__Written request__:
Present the following data as a numbered list, omitting any blank lines.

__Input data__:
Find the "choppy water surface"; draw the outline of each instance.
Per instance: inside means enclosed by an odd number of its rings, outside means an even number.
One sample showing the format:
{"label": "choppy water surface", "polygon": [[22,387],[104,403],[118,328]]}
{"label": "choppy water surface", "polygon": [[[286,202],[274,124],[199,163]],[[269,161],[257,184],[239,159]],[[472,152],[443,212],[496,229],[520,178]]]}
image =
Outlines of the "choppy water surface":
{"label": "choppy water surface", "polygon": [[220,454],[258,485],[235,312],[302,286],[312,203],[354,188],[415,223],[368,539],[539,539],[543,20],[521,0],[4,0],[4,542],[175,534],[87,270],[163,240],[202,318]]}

__Final answer__:
1. Find the "choppy water surface"; draw the outline of each instance.
2. Per instance: inside means enclosed by an odd number of its rings, outside means an even number.
3. One sample showing the format:
4. {"label": "choppy water surface", "polygon": [[22,387],[104,403],[118,328]]}
5. {"label": "choppy water surface", "polygon": [[[286,202],[274,124],[199,163]],[[269,161],[257,184],[239,159]],[[472,152],[443,212],[496,229],[520,178]]]}
6. image =
7. Outlines of the "choppy water surface":
8. {"label": "choppy water surface", "polygon": [[220,454],[258,485],[235,312],[302,286],[312,203],[354,188],[415,223],[368,539],[539,539],[543,20],[521,0],[4,0],[4,542],[175,534],[87,270],[163,240],[202,318]]}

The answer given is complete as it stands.